STUDY QUESTIONS:
• a. In the text on the Swiss book trade, which court ruled that retail price maintenance was anticompetitive?
• b. From the text on the Swiss book trade, copy word for word the passage from "The beginning of May traditionally" to "on bestselling titles.".

=== DOCUMENT SECTION ===

The beginning of May traditionally marks the start of spring in the alpine idyll that is Switzerland—but for the Swiss book trade, the beginning of May 2007 brought a life-changing decision: the end of retail price maintenance (RPM) for books in the German-speaking part of the country. The Swiss supreme competition court had decided that RPM was anticompetitive. On that day, the major Swiss book retailers, such as Ex-Libris, Orell Füssli and Weltbild (owned by the Catholic church) took just minutes to get up the billboards announcing discounts of up to 30% on bestselling titles.

This year, the beginning of May brought together some 150 industry professionals from Switzerland, Germany, France, the U.K. and other European countries for a symposium on the consequences of abolishing RPM. And nobody had many good things to say about developments in markets without RPM.

Switzerland, which has four distinct language areas—German, French, Italian and Raeto-Romanic—is in a unique position when it comes to the sourcing of books: publishers from the neighboring countries control around 90% of the individual language markets, and the country has witnessed the changes brought about by abolishing RPM in the French-speaking areas in the west of the country since the 1990s. The most important development was the move by the French book retailing giant FNAC, which established a stranglehold on Swiss import of books from France, leaving independent Swiss retailers with a discount disadvantage of 20% to 30%, which had the inevitable result of killing off more than half of the independent retailers in that part of the country.

=== PROVIDED RECORDS ===

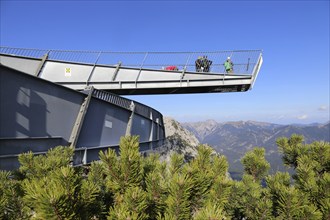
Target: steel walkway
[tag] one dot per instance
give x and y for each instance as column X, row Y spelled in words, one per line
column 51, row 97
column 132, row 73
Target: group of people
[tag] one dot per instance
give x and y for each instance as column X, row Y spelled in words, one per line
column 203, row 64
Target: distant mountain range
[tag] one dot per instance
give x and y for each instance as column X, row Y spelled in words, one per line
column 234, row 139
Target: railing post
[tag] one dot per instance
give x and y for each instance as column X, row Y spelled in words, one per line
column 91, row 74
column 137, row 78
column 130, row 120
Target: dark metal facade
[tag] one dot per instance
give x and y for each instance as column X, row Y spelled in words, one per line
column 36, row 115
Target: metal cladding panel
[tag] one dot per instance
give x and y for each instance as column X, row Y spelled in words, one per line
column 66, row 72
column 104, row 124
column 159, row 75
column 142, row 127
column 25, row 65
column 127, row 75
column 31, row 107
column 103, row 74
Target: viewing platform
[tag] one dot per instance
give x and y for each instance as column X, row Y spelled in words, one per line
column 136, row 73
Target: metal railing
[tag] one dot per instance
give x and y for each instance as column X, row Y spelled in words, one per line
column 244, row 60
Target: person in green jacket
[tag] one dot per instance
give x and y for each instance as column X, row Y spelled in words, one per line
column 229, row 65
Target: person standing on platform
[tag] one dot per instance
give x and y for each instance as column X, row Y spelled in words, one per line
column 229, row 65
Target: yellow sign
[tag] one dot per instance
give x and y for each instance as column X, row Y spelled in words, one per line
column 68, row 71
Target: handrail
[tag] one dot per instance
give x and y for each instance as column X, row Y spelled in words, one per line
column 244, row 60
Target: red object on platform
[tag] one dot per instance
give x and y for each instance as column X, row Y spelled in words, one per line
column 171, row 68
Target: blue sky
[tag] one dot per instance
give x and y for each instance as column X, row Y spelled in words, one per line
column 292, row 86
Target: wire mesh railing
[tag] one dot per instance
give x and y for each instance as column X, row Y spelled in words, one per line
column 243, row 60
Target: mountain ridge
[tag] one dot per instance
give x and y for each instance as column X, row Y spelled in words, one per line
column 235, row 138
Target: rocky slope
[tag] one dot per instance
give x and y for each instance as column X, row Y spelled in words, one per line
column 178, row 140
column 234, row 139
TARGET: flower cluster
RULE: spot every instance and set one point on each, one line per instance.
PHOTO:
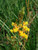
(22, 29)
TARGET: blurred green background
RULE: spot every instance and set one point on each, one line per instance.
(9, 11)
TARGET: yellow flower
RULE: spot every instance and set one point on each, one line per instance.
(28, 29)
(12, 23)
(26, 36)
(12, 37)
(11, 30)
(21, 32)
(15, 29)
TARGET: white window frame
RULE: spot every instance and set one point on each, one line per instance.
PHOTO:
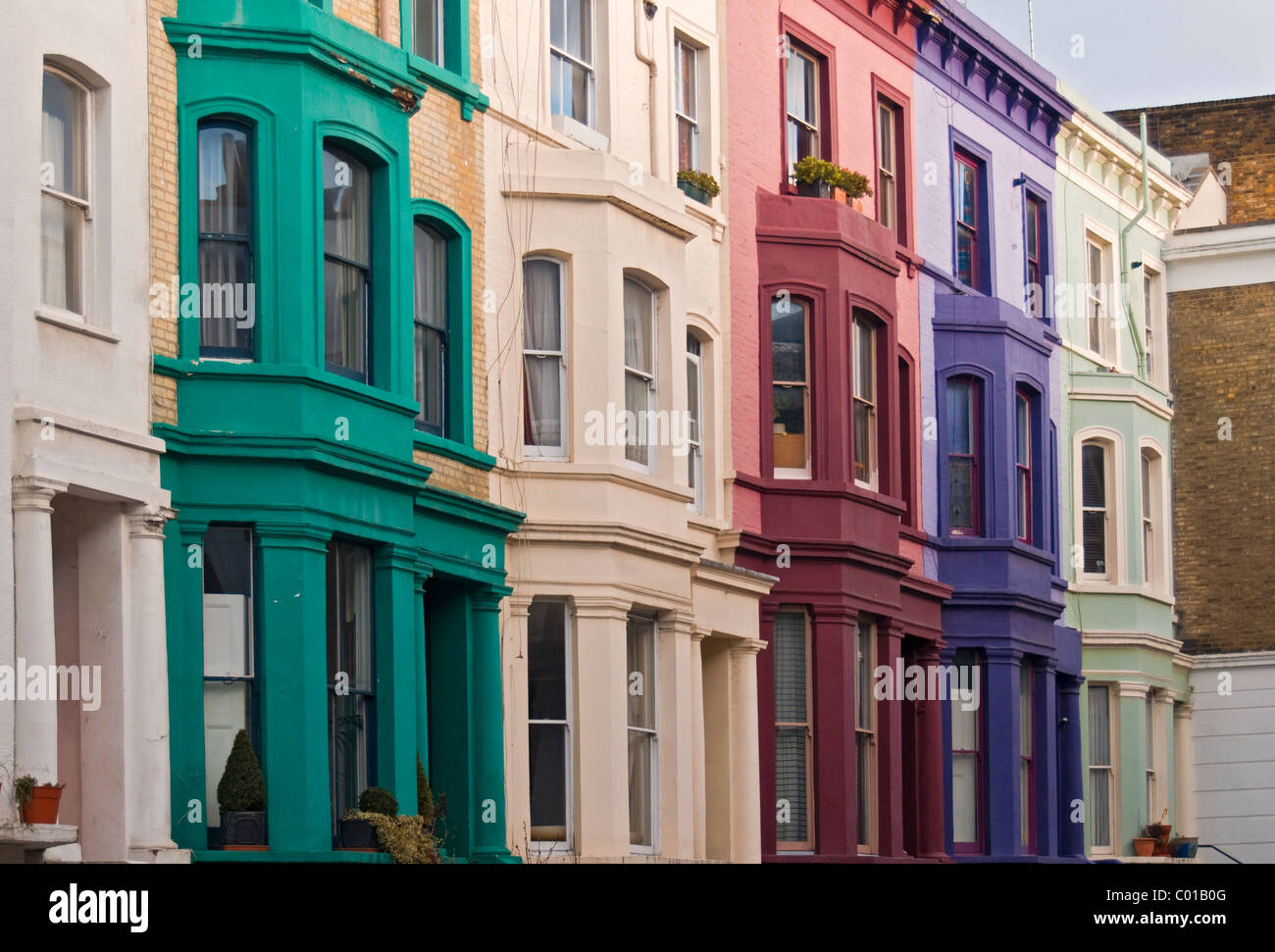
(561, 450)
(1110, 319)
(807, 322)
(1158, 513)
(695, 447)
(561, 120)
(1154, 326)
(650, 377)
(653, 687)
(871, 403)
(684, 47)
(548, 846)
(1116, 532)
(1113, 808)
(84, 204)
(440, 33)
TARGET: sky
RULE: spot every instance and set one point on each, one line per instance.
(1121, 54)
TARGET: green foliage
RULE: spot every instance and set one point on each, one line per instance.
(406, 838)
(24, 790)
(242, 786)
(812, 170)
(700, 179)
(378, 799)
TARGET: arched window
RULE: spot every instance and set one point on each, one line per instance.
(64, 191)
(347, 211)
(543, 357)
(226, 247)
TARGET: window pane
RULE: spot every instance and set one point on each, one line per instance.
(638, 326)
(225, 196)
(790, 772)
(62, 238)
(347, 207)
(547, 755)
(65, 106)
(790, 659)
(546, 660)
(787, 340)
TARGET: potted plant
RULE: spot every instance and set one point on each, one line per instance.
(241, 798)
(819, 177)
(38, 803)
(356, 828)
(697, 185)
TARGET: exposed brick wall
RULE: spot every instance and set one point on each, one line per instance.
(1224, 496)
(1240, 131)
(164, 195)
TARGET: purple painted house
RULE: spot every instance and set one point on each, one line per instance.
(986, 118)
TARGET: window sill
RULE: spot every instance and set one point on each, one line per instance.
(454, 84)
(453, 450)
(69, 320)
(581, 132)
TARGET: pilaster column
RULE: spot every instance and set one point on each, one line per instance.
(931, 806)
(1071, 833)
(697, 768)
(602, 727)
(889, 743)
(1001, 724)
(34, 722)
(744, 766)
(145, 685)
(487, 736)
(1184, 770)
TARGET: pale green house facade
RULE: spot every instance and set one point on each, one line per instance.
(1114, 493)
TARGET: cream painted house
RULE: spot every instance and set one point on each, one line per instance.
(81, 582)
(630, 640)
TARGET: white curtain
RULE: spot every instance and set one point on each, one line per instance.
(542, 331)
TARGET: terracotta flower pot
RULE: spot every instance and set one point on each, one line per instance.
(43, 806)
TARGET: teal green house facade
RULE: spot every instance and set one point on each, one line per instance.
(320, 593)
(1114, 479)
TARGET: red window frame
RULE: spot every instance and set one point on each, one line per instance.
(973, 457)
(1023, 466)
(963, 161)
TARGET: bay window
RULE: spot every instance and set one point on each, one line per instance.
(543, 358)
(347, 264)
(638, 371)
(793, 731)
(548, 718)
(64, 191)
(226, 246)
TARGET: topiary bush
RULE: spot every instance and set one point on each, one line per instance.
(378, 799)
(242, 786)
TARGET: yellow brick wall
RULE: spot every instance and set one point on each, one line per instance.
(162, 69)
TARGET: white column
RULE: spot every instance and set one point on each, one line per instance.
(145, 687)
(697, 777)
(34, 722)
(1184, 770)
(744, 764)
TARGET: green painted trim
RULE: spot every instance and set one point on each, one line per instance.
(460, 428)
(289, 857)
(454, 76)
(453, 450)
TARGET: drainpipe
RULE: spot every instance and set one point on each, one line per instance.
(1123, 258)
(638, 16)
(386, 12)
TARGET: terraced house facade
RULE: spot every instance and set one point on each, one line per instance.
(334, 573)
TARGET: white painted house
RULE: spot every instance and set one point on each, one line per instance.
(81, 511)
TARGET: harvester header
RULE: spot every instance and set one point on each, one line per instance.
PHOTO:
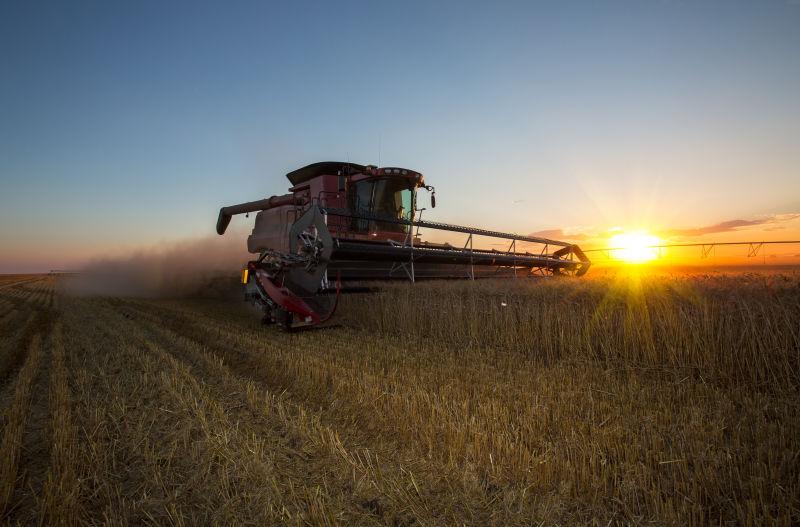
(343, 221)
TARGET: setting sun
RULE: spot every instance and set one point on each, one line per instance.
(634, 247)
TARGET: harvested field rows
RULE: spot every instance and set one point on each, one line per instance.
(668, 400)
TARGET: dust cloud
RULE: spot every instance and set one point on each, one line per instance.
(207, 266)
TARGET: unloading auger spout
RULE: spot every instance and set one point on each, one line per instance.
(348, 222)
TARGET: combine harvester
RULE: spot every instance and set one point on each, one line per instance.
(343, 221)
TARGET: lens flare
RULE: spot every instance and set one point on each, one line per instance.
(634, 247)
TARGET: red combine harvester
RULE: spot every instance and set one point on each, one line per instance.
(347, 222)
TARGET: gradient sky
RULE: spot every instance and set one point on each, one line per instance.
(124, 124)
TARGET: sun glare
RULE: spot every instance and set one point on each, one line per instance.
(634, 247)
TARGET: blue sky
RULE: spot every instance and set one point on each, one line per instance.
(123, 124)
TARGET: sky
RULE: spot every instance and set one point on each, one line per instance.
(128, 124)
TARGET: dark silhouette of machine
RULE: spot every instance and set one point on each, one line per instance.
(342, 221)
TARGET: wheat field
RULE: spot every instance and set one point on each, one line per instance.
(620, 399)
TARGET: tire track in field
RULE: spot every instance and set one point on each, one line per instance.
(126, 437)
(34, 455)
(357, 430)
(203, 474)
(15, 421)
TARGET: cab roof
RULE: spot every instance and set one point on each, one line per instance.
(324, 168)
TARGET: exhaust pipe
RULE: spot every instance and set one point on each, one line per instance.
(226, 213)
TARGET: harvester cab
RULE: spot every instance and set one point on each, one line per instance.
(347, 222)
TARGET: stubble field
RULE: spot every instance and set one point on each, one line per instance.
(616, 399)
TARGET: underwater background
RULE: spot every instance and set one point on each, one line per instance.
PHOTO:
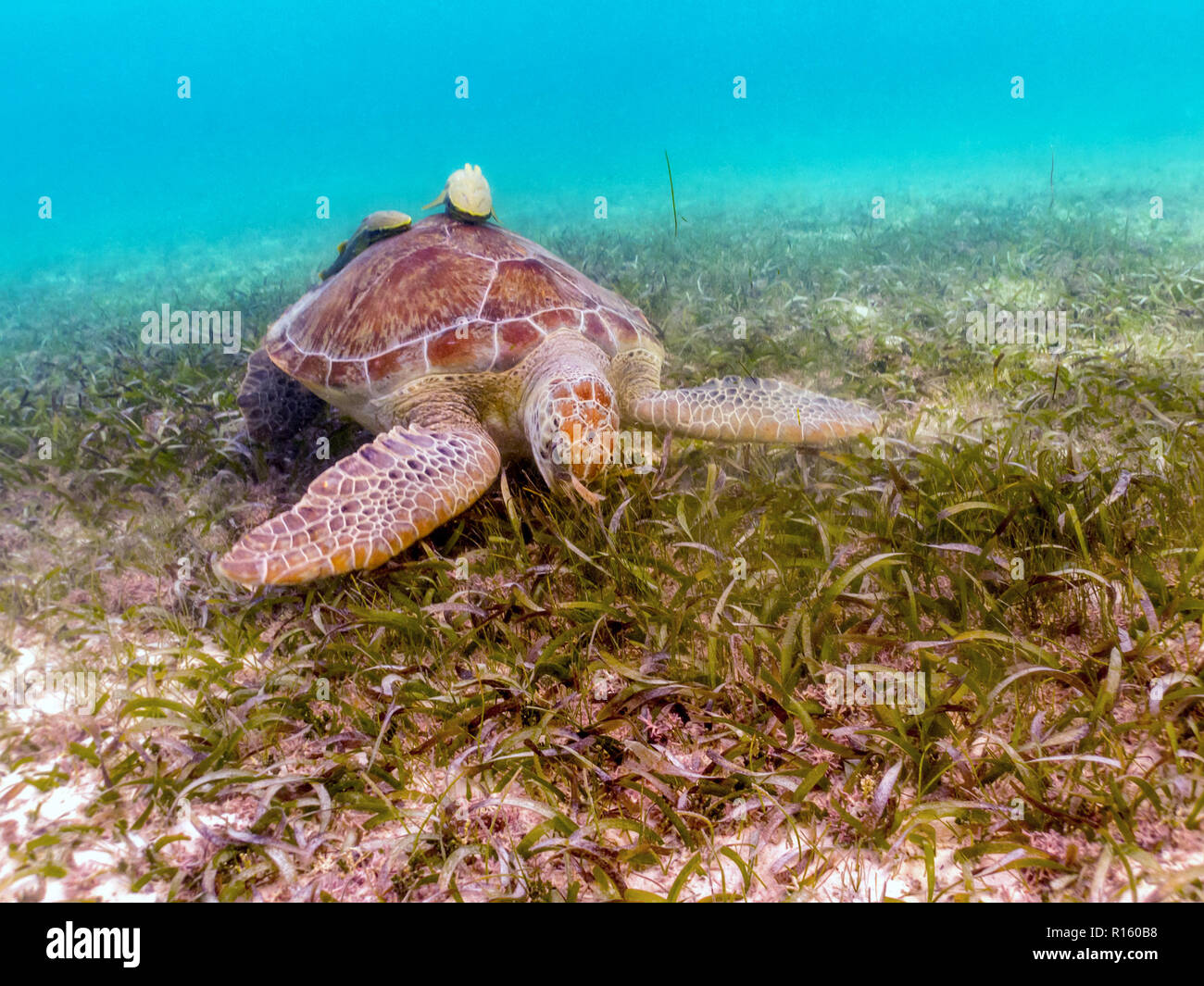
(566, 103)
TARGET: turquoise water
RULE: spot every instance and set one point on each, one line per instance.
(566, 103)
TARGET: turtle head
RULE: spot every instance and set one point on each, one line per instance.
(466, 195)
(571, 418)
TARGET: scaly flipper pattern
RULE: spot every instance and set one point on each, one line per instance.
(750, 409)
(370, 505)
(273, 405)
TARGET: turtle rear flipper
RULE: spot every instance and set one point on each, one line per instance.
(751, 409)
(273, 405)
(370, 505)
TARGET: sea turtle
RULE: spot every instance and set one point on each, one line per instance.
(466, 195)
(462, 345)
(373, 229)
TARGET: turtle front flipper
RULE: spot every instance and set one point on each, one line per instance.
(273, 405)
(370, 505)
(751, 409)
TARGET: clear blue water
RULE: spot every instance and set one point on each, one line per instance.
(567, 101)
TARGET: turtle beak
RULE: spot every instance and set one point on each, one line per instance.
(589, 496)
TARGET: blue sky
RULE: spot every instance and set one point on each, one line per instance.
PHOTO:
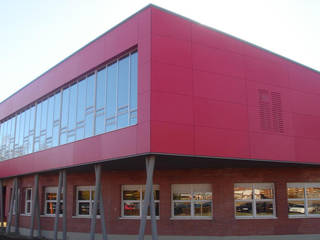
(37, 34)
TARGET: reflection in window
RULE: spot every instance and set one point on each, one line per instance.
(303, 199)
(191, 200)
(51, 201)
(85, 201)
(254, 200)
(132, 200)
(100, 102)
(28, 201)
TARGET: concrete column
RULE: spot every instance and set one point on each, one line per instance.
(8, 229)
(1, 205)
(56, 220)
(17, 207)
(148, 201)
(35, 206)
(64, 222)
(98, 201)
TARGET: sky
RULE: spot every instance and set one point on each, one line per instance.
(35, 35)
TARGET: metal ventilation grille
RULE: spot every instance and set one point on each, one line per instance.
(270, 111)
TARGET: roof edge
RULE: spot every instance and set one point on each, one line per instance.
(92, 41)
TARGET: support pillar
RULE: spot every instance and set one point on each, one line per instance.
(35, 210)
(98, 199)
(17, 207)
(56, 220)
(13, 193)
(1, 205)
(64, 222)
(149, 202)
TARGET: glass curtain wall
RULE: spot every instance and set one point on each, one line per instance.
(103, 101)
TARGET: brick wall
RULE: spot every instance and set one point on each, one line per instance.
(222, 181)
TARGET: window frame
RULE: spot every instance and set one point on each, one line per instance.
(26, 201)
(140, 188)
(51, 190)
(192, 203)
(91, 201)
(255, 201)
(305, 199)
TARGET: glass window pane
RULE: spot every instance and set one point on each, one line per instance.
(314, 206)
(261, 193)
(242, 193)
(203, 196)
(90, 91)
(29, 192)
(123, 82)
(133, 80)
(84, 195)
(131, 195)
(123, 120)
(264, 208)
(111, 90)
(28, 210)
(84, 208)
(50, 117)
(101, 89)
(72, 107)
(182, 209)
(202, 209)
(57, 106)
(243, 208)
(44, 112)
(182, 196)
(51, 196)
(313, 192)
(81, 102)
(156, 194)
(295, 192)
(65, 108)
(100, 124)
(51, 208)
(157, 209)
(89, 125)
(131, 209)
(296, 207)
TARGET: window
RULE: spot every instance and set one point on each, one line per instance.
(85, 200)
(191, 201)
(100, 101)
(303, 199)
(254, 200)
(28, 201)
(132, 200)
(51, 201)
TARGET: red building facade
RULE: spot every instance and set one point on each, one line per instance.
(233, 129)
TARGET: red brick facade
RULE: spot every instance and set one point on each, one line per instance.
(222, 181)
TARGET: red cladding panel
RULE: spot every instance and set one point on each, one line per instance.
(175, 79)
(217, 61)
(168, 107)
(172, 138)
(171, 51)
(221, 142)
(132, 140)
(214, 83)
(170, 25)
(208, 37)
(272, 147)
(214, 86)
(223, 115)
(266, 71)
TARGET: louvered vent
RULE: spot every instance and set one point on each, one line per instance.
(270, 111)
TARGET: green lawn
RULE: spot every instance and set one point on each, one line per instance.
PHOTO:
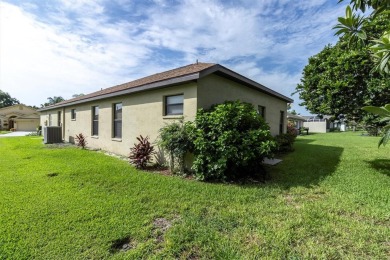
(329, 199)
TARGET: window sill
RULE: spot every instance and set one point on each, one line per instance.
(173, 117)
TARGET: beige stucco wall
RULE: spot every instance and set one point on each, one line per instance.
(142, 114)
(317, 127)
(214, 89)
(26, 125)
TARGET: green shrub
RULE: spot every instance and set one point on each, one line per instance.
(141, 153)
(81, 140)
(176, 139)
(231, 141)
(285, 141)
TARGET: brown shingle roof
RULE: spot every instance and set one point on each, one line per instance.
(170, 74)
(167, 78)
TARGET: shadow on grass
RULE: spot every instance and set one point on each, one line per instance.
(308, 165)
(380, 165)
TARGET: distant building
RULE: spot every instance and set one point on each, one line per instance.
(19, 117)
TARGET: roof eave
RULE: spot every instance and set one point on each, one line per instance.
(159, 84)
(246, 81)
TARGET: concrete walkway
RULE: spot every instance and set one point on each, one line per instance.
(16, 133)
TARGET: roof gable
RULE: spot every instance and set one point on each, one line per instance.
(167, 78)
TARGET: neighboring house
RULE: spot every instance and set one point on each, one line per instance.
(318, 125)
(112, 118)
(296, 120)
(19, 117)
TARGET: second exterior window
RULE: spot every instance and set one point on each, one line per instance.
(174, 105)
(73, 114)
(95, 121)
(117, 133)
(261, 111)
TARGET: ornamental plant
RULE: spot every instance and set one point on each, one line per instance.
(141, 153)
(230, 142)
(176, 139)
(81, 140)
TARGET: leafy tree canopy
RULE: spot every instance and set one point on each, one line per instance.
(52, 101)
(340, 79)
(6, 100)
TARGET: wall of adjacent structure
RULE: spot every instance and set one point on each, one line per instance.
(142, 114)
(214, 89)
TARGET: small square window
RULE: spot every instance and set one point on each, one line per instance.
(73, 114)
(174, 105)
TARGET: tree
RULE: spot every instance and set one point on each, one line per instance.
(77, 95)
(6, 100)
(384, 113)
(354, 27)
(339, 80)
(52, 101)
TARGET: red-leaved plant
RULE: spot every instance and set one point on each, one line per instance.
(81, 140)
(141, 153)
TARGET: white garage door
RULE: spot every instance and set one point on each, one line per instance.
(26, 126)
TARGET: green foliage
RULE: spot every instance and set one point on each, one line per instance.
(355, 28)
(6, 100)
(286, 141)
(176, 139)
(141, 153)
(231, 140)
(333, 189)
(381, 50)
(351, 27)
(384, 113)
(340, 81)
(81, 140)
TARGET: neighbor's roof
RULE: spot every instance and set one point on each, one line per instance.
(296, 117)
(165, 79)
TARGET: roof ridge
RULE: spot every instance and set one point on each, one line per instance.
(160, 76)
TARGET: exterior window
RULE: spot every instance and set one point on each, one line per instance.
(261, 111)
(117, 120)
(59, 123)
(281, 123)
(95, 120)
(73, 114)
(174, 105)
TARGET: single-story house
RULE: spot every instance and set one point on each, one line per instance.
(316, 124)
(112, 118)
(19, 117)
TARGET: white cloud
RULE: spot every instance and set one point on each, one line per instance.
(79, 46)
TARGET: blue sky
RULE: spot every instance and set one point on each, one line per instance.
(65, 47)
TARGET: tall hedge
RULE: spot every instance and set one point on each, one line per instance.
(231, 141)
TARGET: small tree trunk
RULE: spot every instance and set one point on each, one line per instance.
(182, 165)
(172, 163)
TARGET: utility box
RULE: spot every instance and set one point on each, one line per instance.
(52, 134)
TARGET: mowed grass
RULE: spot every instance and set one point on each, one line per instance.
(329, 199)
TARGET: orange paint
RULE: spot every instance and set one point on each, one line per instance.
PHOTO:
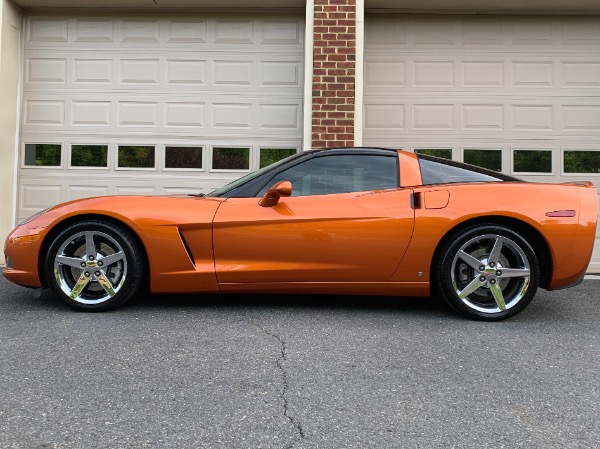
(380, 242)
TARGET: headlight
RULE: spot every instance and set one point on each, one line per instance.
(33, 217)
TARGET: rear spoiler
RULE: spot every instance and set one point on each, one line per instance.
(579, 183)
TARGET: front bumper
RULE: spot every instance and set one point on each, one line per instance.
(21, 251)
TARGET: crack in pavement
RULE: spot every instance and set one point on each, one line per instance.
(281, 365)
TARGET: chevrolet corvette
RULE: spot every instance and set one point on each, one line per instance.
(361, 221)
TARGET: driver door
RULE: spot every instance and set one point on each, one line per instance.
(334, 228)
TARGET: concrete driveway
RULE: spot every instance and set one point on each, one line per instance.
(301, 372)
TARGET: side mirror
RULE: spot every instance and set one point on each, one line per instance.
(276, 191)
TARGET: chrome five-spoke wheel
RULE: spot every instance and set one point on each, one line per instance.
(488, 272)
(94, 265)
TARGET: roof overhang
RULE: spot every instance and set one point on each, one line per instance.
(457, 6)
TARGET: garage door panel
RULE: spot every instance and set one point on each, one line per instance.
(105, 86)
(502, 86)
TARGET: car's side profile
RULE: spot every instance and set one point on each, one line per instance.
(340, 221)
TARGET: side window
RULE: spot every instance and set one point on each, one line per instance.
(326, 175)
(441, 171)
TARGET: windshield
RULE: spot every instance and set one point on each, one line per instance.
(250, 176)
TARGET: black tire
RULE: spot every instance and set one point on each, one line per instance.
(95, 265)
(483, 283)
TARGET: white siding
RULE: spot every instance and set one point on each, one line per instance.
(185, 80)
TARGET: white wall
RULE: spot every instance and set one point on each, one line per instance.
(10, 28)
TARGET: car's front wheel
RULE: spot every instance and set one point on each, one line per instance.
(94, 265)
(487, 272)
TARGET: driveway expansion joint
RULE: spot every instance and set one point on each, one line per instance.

===

RESPONSES BY TASK:
• a. The Swiss supreme competition court.

• b.
The beginning of May traditionally marks the start of spring in the alpine idyll that is Switzerland—but for the Swiss book trade, the beginning of May 2007 brought a life-changing decision: the end of retail price maintenance (RPM) for books in the German-speaking part of the country. The Swiss supreme competition court had decided that RPM was anticompetitive. On that day, the major Swiss book retailers, such as Ex-Libris, Orell Füssli and Weltbild (owned by the Catholic church) took just minutes to get up the billboards announcing discounts of up to 30% on bestselling titles.